**Your instructions:**
In the Vikings defensive recap below, change "orchestrated" to "engineered" and write out everything from "Dallas Cowboys quarterback" down to "35 seconds left.".

**Selected text:**
═══

Every Wednesday after a game, we'll take a look at what the Vikings defense looked like, bring you five key takeaways from film study and hand out a proverbial game ball and name the goat(s). Click here for the offensive analysis and breakdown from Vikings-Cowboys.

The Minnesota Vikings defense held an opponent to a season-low 20 points, but failed to hold on a game-ending drive for the third time in seven losses.

Dallas Cowboys quarterback Tony Romo orchestrated a nine-play, 90-yard drive in just over two minutes, capping it off with a seven-yard touchdown pass to receiver Dwayne Harris to take the 27-23 lead with 35 seconds left.

Outside of running back DeMarco Murray's 27-yard run, the Vikings held the Cowboys to nine rushing yards on eight attempts. But even with Romo dropping back 55 times, the Vikings' zone scheme grabbed just one interception, courtesy of cornerback A.J. Jefferson, and the defensive line was unable to sack Romo in the second half.

Like many opponents prior, the Cowboys executed a short passing game that involved a slew of screens, curls and slants that mostly got the ball out of Romo's hands in three seconds or less. Defensive coordinator Alan Williams dropped a defensive lineman into coverage at least eight times on 55 passing plays, including four times on the final drive, but failed to make the necessary stop as Romo went 7-of-9 for 90 yards and a touchdown in 2:09.

═══

**Raw records:**

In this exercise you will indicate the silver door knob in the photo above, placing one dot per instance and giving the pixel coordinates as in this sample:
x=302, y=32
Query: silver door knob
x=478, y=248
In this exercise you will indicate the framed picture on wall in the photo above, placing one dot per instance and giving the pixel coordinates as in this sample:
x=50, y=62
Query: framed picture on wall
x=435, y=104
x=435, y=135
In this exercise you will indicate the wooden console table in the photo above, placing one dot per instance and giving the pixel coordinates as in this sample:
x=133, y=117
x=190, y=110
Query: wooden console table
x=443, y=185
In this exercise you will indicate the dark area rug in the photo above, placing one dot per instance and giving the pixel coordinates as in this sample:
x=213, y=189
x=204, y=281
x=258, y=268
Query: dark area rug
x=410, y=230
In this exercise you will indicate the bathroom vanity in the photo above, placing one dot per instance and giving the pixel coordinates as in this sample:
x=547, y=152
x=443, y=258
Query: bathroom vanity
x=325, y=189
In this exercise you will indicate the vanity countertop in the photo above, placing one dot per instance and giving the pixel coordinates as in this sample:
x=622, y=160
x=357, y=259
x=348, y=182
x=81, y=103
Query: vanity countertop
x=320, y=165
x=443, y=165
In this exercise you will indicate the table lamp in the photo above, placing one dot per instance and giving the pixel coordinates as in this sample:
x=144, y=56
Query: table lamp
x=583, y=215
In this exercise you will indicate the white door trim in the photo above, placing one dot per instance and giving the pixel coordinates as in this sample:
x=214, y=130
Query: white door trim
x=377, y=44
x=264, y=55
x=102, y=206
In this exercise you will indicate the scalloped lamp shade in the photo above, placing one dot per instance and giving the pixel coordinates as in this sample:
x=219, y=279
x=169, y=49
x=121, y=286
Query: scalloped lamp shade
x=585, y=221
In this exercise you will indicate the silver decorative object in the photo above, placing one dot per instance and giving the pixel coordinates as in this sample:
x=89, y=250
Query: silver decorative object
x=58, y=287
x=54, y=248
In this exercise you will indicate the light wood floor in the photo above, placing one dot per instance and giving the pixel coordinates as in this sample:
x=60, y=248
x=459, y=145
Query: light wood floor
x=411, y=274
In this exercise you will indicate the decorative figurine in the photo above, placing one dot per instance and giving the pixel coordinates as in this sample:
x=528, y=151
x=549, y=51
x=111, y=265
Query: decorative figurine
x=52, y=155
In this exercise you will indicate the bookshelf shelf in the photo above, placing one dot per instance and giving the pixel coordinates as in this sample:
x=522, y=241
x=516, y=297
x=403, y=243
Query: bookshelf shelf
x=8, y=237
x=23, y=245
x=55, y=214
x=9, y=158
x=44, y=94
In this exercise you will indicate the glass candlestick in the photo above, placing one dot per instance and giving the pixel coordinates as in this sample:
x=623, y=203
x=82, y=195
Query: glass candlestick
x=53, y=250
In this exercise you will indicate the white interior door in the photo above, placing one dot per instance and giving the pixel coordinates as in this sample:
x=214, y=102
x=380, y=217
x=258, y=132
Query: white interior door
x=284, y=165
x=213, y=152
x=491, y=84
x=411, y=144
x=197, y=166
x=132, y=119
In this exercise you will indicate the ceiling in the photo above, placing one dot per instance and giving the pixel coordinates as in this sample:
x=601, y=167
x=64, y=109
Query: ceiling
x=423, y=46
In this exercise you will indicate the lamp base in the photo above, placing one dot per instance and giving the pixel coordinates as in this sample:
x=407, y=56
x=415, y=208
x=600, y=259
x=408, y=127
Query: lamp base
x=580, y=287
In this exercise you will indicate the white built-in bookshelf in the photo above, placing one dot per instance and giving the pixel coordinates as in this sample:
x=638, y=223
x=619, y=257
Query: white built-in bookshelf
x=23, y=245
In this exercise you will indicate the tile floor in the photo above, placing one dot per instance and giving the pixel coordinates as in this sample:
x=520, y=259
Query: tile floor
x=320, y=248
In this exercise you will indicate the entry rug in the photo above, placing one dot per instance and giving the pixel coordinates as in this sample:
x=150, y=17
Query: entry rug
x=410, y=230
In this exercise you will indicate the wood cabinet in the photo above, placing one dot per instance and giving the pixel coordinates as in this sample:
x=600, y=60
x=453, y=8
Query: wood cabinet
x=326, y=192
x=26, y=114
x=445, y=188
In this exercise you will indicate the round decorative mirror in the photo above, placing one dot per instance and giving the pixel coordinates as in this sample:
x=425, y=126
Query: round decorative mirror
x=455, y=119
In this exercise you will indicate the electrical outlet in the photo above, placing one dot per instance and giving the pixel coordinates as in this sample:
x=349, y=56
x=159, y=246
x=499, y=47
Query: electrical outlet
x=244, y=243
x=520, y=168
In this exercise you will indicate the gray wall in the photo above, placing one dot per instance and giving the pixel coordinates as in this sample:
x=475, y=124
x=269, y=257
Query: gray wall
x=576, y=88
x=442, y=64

═══

**Solution for this exercise:**
Dallas Cowboys quarterback Tony Romo engineered a nine-play, 90-yard drive in just over two minutes, capping it off with a seven-yard touchdown pass to receiver Dwayne Harris to take the 27-23 lead with 35 seconds left.